### Extracted entries
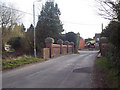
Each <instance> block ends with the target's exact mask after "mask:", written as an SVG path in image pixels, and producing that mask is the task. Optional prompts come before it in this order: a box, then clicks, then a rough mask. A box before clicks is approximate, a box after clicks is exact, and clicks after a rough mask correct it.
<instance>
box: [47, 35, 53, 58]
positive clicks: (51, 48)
mask: <svg viewBox="0 0 120 90" xmlns="http://www.w3.org/2000/svg"><path fill="white" fill-rule="evenodd" d="M53 43H54V39H53V38H51V37H47V38H46V39H45V44H46V48H49V49H50V50H49V51H50V53H49V54H50V58H51V57H53Z"/></svg>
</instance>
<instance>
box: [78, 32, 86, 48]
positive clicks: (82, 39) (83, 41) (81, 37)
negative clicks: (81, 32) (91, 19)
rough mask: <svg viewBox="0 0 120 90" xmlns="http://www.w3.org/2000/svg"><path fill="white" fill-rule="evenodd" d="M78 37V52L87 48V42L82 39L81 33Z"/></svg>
mask: <svg viewBox="0 0 120 90" xmlns="http://www.w3.org/2000/svg"><path fill="white" fill-rule="evenodd" d="M77 36H78V37H79V43H78V50H81V49H84V48H85V40H84V39H83V38H82V37H80V33H77Z"/></svg>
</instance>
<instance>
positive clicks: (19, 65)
mask: <svg viewBox="0 0 120 90" xmlns="http://www.w3.org/2000/svg"><path fill="white" fill-rule="evenodd" d="M41 60H42V59H40V58H34V57H27V56H25V57H22V58H17V59H15V60H7V61H2V70H6V69H13V68H16V67H19V66H21V65H24V64H29V63H33V62H38V61H41Z"/></svg>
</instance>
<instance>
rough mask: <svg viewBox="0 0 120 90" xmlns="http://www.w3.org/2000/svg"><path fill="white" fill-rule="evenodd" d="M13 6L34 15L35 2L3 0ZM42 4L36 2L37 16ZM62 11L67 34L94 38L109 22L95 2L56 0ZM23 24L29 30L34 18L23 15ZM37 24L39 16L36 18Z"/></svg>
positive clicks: (63, 22)
mask: <svg viewBox="0 0 120 90" xmlns="http://www.w3.org/2000/svg"><path fill="white" fill-rule="evenodd" d="M3 1H4V2H9V3H11V4H13V5H14V6H15V7H16V8H17V9H19V10H21V11H24V12H28V13H31V14H32V13H33V11H32V10H33V2H34V1H35V0H3ZM44 2H45V0H42V1H41V2H35V10H36V15H38V14H39V13H40V11H39V10H41V6H42V4H43V3H44ZM55 2H56V3H57V4H58V7H59V9H60V11H61V16H60V19H61V21H62V23H63V24H64V26H63V28H64V30H65V31H66V32H70V31H73V32H75V33H78V32H79V33H80V35H81V37H83V38H84V39H85V38H89V37H91V38H93V37H94V35H95V33H100V32H101V24H102V23H103V24H104V27H105V26H106V25H107V24H108V22H109V21H108V20H105V19H103V18H101V17H100V16H99V15H98V14H97V10H96V9H97V7H95V6H96V2H95V0H55ZM21 22H23V23H24V25H25V27H26V28H28V27H29V26H30V24H31V23H33V17H32V15H29V14H23V19H22V20H21ZM36 22H37V16H36Z"/></svg>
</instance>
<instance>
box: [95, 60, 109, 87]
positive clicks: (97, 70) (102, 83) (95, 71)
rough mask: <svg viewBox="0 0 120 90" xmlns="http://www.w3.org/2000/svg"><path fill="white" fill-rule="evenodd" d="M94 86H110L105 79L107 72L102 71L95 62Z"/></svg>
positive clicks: (95, 62)
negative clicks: (97, 65) (102, 71)
mask: <svg viewBox="0 0 120 90" xmlns="http://www.w3.org/2000/svg"><path fill="white" fill-rule="evenodd" d="M93 88H109V86H108V83H107V82H106V80H105V73H103V72H101V71H100V70H99V68H98V67H97V65H96V60H95V62H94V70H93Z"/></svg>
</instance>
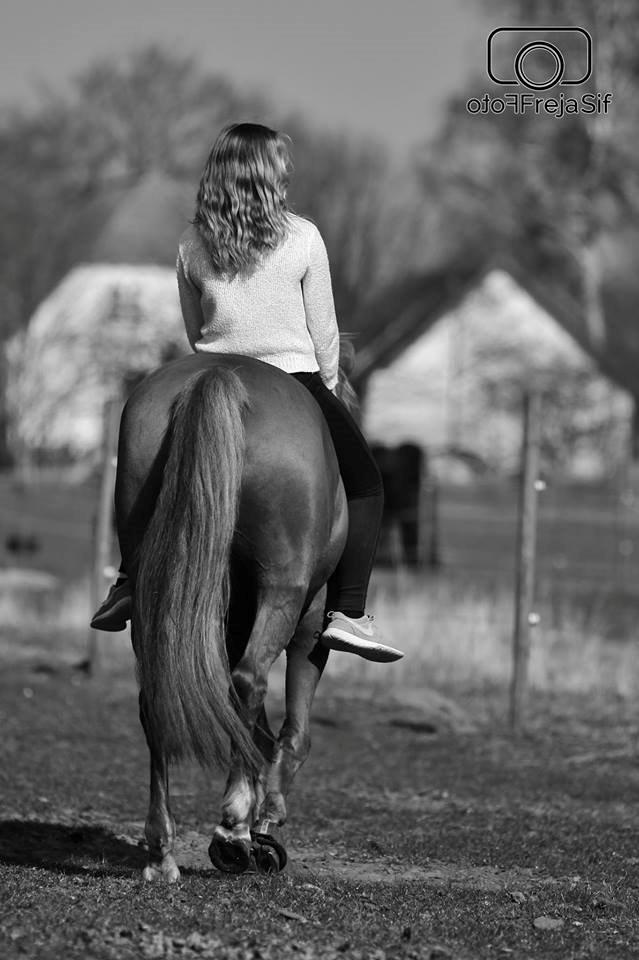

### Exercise aim
Return every entry word for word, but drop any pictures.

### Task solution
Each <instance> block ends with the target's exact mask after "mask:", written as an SVG path in image pixels, and producing that mask is the task. Optional prompts come before it in this order: a box, then clicks, then a rough mask. A box before clicks is approximate, a box after clicks is exact, and clicks after a rough mask correct it.
<instance>
box: [47, 35, 53, 58]
positive clicks: (51, 48)
mask: <svg viewBox="0 0 120 90" xmlns="http://www.w3.org/2000/svg"><path fill="white" fill-rule="evenodd" d="M53 43H54V39H53V38H51V37H47V38H46V39H45V44H46V48H49V49H50V50H49V51H50V53H49V54H50V58H51V57H53Z"/></svg>
</instance>
<instance>
box: [78, 32, 86, 48]
positive clicks: (82, 39) (83, 41) (81, 37)
negative clicks: (81, 32) (91, 19)
rough mask: <svg viewBox="0 0 120 90" xmlns="http://www.w3.org/2000/svg"><path fill="white" fill-rule="evenodd" d="M78 37V52L87 48V42L82 39L81 33Z"/></svg>
mask: <svg viewBox="0 0 120 90" xmlns="http://www.w3.org/2000/svg"><path fill="white" fill-rule="evenodd" d="M77 36H78V37H79V43H78V50H81V49H84V48H85V40H84V39H83V38H82V37H80V33H77Z"/></svg>
</instance>
<instance>
positive clicks: (19, 65)
mask: <svg viewBox="0 0 120 90" xmlns="http://www.w3.org/2000/svg"><path fill="white" fill-rule="evenodd" d="M41 60H42V59H40V58H34V57H27V56H25V57H22V58H17V59H15V60H7V61H2V70H6V69H13V68H16V67H19V66H21V65H24V64H29V63H33V62H38V61H41Z"/></svg>
</instance>
<instance>
rough mask: <svg viewBox="0 0 120 90" xmlns="http://www.w3.org/2000/svg"><path fill="white" fill-rule="evenodd" d="M13 6L34 15L35 2L3 0ZM42 4L36 2L37 16ZM62 11L67 34L94 38L109 22L95 2L56 0ZM23 24L29 30L34 18L23 15ZM37 24L39 16L36 18Z"/></svg>
positive clicks: (63, 22)
mask: <svg viewBox="0 0 120 90" xmlns="http://www.w3.org/2000/svg"><path fill="white" fill-rule="evenodd" d="M3 1H4V2H9V3H11V4H13V5H14V6H15V7H16V8H17V9H19V10H21V11H24V12H28V13H31V14H32V13H33V11H32V10H33V2H34V1H35V0H3ZM44 2H45V0H42V1H41V2H35V10H36V15H38V14H39V13H40V11H39V10H41V6H42V4H43V3H44ZM55 2H56V3H57V4H58V7H59V9H60V11H61V16H60V19H61V21H62V23H63V24H64V26H63V28H64V30H65V31H66V32H70V31H73V32H75V33H78V32H79V33H80V35H81V37H83V38H84V39H85V38H89V37H91V38H93V37H94V35H95V33H100V32H101V24H102V23H103V24H104V27H105V26H106V25H107V24H108V22H109V21H108V20H105V19H103V18H101V17H100V16H99V15H98V14H97V10H96V9H97V7H95V6H96V2H95V0H55ZM21 22H23V23H24V25H25V27H26V28H28V27H29V26H30V24H31V23H33V17H32V15H29V14H23V19H22V20H21ZM36 22H37V16H36Z"/></svg>
</instance>
<instance>
box: [95, 60, 109, 87]
positive clicks: (97, 70) (102, 83) (95, 71)
rough mask: <svg viewBox="0 0 120 90" xmlns="http://www.w3.org/2000/svg"><path fill="white" fill-rule="evenodd" d="M94 86H110L105 79L107 72L102 71L95 62Z"/></svg>
positive clicks: (95, 62)
negative clicks: (97, 65) (102, 71)
mask: <svg viewBox="0 0 120 90" xmlns="http://www.w3.org/2000/svg"><path fill="white" fill-rule="evenodd" d="M93 88H109V86H108V83H107V82H106V80H105V73H103V72H101V71H100V70H99V68H98V67H97V65H96V60H95V62H94V70H93Z"/></svg>
</instance>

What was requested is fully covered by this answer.